▶ _Activity_
Extend the article below about the novel Outlawed, starting after its last sentence.

▶ _Selected passage_

Outlawed
- First edition hardcover of Outlawed by Anna North
- Author: Anna North
- Language: English
- Publisher: Bloomsbury Publishing
- Publication date: 2021
- Publication place: United States
- Pages: 261
- ISBN: 978-1-63557-542-2
- OCLC: 1151062688
- Dewey Decimal: 813/.6
- LC Class: PS3614.O774 O88 2021

= Outlawed (novel) =

2021 novel by Anna North

Outlawed is a 2021 feminist western novel by American writer Anna North.

==Plot ==
The novel takes place in an alternate timeline where the United States experienced a devastating flu pandemic in the 1830s. Among other implications, this pandemic resulted in strict fertility laws.

The main character, Ada, is a teenager who gets married young but is unable to conceive a child. After she is forced to leave her hometown and family, she is faced with what to do next. She joins a convent and later a gang of other people who experienced infertility, homophobia, and transphobia.

==Themes==
The book has themes of infertility, mental health, feminism, queerness, gender, sexuality, adventure, and healthcare. The book bridges many genres including western, historical, alternate history, feminist, LGBT+, and dystopian literature.

▶ _Listed records_
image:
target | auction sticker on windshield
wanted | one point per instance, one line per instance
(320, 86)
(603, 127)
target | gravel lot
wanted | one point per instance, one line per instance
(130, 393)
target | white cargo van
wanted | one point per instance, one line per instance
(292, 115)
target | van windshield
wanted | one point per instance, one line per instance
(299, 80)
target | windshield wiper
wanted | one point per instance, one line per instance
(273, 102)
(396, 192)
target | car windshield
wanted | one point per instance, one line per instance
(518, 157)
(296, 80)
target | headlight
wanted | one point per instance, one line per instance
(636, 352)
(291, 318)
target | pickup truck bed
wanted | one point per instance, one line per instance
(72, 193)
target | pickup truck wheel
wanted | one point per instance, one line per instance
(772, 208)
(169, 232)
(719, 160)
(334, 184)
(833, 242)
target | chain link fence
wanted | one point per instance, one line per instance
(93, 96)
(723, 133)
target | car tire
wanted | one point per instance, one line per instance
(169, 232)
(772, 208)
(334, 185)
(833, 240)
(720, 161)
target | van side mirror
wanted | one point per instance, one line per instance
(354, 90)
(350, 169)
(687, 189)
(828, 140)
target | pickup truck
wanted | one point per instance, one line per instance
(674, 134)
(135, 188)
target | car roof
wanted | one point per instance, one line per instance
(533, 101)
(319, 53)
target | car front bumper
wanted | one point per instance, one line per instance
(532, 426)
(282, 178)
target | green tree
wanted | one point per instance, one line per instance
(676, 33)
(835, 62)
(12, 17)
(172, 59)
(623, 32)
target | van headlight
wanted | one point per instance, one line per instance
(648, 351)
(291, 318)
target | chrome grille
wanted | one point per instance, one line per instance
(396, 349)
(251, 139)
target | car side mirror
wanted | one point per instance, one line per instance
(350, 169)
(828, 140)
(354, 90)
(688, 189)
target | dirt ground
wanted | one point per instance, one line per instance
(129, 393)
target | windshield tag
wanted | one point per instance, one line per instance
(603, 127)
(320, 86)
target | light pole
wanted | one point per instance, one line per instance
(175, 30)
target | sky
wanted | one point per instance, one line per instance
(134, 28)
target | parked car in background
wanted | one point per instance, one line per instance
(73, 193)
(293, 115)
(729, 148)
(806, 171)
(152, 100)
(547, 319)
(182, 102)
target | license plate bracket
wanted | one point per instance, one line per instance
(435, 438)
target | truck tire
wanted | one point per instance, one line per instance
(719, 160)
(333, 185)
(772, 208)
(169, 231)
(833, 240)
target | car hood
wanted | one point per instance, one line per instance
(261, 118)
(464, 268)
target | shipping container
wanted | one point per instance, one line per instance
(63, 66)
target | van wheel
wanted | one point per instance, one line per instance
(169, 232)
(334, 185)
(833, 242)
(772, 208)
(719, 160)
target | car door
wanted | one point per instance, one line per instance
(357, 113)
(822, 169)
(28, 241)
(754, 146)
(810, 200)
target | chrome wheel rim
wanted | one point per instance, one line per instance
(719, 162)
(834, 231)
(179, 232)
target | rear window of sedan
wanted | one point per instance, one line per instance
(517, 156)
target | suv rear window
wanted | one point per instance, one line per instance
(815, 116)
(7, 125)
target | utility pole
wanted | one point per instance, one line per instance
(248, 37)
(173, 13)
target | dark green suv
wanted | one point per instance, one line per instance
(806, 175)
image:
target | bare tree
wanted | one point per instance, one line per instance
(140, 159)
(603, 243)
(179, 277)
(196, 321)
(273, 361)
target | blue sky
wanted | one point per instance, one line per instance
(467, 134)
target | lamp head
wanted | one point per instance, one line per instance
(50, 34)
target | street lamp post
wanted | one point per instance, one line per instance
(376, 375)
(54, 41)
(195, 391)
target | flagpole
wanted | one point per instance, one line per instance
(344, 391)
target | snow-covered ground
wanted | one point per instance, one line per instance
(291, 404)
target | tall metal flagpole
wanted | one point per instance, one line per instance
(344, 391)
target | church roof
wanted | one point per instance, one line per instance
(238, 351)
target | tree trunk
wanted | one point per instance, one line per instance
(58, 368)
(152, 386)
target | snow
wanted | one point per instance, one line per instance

▶ _Answer_
==Development and writing==
Outlawed is North's second novel North read books such as Nell Painter's Exodusters to better understand the real-world history of the West before writing the novel.

==Reception==
The novel received mostly positive reviews. Maureen Corrigan, writing for NPR, praised the book as a "[...] smart adventure tale". Kirkus Reviews gave credit to the novel for "[...earning] its place in the growing canon of fiction that subverts the Western genre [...]". It was also a New York Times best seller.

== Television adaptation ==
On January 26, 2021, it was announced that Outlawed would be adapted for television by A24 and Amy Adams' Bond Group Entertainment.